__Records for this task__.
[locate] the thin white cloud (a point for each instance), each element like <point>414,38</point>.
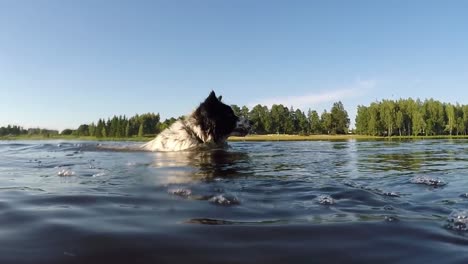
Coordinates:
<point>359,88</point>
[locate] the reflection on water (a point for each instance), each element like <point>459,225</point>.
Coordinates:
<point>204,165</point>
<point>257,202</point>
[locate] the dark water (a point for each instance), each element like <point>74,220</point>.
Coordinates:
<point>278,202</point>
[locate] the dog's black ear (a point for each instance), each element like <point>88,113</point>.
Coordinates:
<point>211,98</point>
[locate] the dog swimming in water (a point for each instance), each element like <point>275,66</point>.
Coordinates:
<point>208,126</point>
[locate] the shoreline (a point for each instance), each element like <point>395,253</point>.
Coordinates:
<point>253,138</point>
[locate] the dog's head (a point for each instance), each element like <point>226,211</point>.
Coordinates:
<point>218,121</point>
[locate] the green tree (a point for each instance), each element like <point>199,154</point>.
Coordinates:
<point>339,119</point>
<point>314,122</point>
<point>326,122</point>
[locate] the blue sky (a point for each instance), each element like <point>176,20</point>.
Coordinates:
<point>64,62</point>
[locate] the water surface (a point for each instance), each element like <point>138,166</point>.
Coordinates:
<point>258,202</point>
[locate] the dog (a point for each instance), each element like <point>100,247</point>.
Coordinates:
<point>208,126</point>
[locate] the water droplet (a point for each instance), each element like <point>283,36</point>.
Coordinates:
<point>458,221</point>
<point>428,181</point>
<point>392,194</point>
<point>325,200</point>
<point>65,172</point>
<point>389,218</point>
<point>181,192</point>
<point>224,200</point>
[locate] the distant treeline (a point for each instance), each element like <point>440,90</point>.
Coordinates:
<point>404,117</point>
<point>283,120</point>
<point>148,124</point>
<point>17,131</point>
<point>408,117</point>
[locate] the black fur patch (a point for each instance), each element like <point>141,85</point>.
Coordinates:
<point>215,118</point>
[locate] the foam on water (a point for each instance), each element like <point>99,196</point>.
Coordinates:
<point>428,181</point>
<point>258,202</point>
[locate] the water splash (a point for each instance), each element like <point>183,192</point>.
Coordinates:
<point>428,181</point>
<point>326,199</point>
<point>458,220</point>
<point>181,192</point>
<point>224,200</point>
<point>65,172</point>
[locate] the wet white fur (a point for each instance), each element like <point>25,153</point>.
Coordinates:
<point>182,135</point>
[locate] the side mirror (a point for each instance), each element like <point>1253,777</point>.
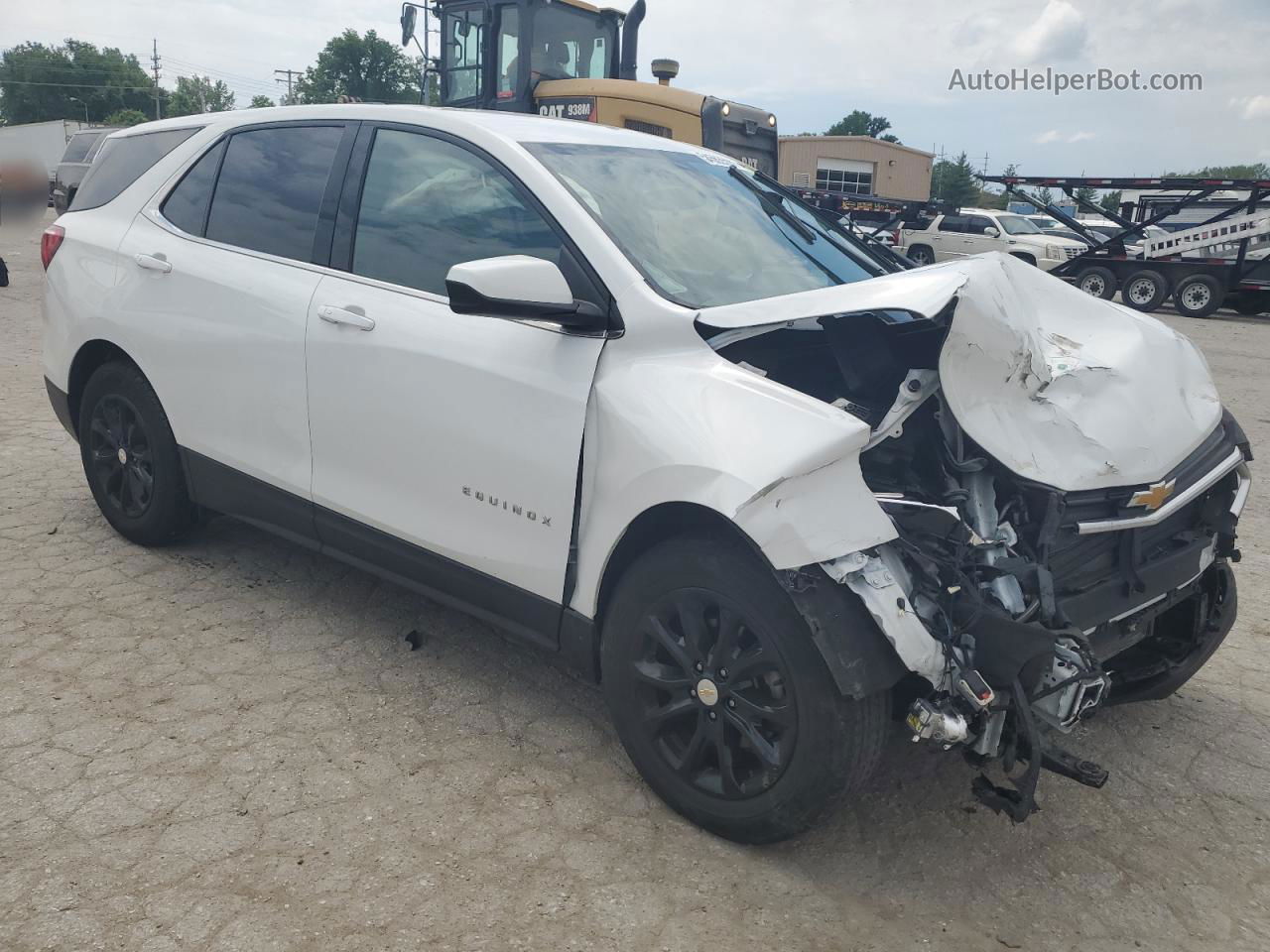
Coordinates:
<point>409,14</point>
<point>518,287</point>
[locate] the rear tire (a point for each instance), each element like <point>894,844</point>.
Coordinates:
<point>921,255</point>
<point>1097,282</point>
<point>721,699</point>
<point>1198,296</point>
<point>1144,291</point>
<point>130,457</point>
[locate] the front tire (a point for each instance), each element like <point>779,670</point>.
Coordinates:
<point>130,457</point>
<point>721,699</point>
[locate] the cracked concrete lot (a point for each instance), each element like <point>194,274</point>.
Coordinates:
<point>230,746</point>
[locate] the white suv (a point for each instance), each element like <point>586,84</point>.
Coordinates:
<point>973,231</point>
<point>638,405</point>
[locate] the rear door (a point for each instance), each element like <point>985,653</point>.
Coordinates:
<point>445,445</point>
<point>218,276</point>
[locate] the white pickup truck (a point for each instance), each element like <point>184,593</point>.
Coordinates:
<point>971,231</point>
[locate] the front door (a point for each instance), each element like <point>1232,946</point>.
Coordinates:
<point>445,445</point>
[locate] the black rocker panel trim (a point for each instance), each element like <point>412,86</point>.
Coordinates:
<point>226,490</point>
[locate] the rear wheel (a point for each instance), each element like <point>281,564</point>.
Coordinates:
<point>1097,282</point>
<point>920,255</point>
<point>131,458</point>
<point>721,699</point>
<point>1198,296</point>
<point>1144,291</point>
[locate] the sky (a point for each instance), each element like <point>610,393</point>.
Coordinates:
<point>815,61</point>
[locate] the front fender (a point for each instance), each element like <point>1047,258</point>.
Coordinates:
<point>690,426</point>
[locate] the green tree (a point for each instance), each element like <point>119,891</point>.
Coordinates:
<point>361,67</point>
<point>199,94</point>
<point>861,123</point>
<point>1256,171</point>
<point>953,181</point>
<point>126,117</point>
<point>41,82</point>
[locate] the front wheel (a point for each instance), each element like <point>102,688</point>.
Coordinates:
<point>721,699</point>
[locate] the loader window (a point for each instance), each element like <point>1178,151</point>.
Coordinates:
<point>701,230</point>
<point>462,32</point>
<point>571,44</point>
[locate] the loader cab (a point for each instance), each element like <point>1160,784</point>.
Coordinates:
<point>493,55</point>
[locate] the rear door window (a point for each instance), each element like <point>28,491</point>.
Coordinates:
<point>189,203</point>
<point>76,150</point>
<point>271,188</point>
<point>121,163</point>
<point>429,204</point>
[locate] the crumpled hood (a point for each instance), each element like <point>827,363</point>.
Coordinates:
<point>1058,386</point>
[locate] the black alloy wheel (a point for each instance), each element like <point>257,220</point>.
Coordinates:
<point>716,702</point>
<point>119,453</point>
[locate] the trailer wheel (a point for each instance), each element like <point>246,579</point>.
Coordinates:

__Required work__.
Write out each entry exactly as given, omitting any picture.

__Output for this task__.
[locate] the thin white cloud (a point for each instance), each element like <point>414,38</point>.
Coordinates:
<point>359,88</point>
[locate] the reflection on water (a point for each instance), each element like <point>459,225</point>.
Coordinates:
<point>204,165</point>
<point>257,202</point>
[locate] the dark water (a point for each instance), each element like <point>74,220</point>.
Coordinates:
<point>278,202</point>
[locate] the dog's black ear (a point for each instance), each element like <point>88,113</point>.
Coordinates:
<point>211,98</point>
[locate] the dog swimming in water (a point for each instance), each element like <point>275,66</point>.
Coordinates:
<point>208,126</point>
[locate] the shoreline (a point for each instance), each element like <point>395,253</point>.
Coordinates:
<point>253,138</point>
[locate] the dog's head (a point for each instance), each element like <point>226,211</point>.
Coordinates:
<point>218,121</point>
[locate] the green tree (a point for each instance), each element like <point>199,154</point>.
Coordinates:
<point>339,119</point>
<point>314,122</point>
<point>326,122</point>
[locate] the blue sky (a point for each instance), each element like <point>176,20</point>.
Coordinates:
<point>64,62</point>
[locate] the water surface (a point for each instance), each element like <point>138,166</point>.
Coordinates:
<point>258,202</point>
[locate] the dog (a point for each instance), each element like <point>100,247</point>.
Coordinates:
<point>208,126</point>
[locate] the water droplet (a point for each instance), each element like <point>283,36</point>.
Coordinates:
<point>458,221</point>
<point>428,181</point>
<point>392,194</point>
<point>325,200</point>
<point>65,172</point>
<point>389,218</point>
<point>181,192</point>
<point>224,200</point>
[locate] the distant treeline (a point for each instance), each element like <point>440,90</point>.
Coordinates:
<point>404,117</point>
<point>283,120</point>
<point>148,124</point>
<point>17,131</point>
<point>408,117</point>
[locate] the black fur patch (a point for each instance), each element like <point>141,85</point>.
Coordinates:
<point>215,118</point>
[locate] the foam on water (a point for each instance), each element like <point>99,196</point>.
Coordinates:
<point>428,181</point>
<point>258,202</point>
[locate] the water splash (a point for each instance), each element like <point>183,192</point>.
Coordinates:
<point>428,181</point>
<point>326,199</point>
<point>458,220</point>
<point>181,192</point>
<point>224,200</point>
<point>65,172</point>
[locate] the wet white fur (a point for each instance), each element like <point>25,153</point>.
Coordinates:
<point>182,135</point>
[locate] the side mirror (a point for each instance), each element like <point>1253,777</point>.
Coordinates:
<point>409,14</point>
<point>518,287</point>
[locate] the rear tire (a point for each instance), each element like <point>894,844</point>.
Coordinates:
<point>921,255</point>
<point>1097,282</point>
<point>721,699</point>
<point>1198,296</point>
<point>1144,291</point>
<point>130,457</point>
[locate] the front tire (a point for each instance), each element like <point>779,670</point>.
Coordinates:
<point>130,457</point>
<point>721,699</point>
[locate] the cracked concrete lot (a point for each instance), each element like <point>194,274</point>.
Coordinates:
<point>230,746</point>
[locate] the white suv (a point for each instance), each element like <point>586,84</point>.
Coordinates:
<point>973,231</point>
<point>638,405</point>
[locate] the rear door (a point for each instance), each element like <point>985,653</point>.
Coordinates:
<point>445,445</point>
<point>218,276</point>
[locate] the white pickup truck (a point for each instance), each element like <point>184,593</point>.
Coordinates:
<point>971,231</point>
[locate] the front door (a point for each instance), each element like <point>1232,946</point>.
Coordinates:
<point>445,445</point>
[locate] the black rocker panel trim (a point for each instance), each element like <point>412,86</point>.
Coordinates:
<point>226,490</point>
[locate] the rear wheel (a point for each instance), each element like <point>281,564</point>.
Coordinates:
<point>1097,282</point>
<point>920,255</point>
<point>131,458</point>
<point>721,699</point>
<point>1198,296</point>
<point>1144,291</point>
[locate] the sky (a point for each instance), each element like <point>610,393</point>.
Coordinates:
<point>815,61</point>
[locate] the front fender (a point for each instance), each element like <point>1047,258</point>.
Coordinates:
<point>690,426</point>
[locate] the green tree (a point for each instance), each element like <point>119,891</point>.
Coordinates:
<point>361,67</point>
<point>199,94</point>
<point>861,123</point>
<point>1256,171</point>
<point>953,181</point>
<point>126,117</point>
<point>41,82</point>
[locate] the front wheel (a point for each instance), each element like <point>102,688</point>.
Coordinates:
<point>721,699</point>
[locate] the loader window (a point for each instance), each element like <point>1178,151</point>.
Coordinates:
<point>701,230</point>
<point>462,32</point>
<point>571,44</point>
[locate] the loader cab (a point for each instance), each element like <point>1160,784</point>.
Coordinates:
<point>493,55</point>
[locate] the rear door window (a point for each instance), each element like <point>28,491</point>.
Coordinates:
<point>189,203</point>
<point>76,150</point>
<point>271,188</point>
<point>121,163</point>
<point>429,204</point>
[locate] the crumpled hood (a point for each instance), each element like <point>827,363</point>.
Coordinates:
<point>1058,386</point>
[locate] the black alloy wheel (a point for each instance), each element like <point>257,220</point>.
Coordinates:
<point>716,702</point>
<point>119,453</point>
[locate] the trailer wheel (a point for each instance), each element like <point>246,579</point>.
Coordinates:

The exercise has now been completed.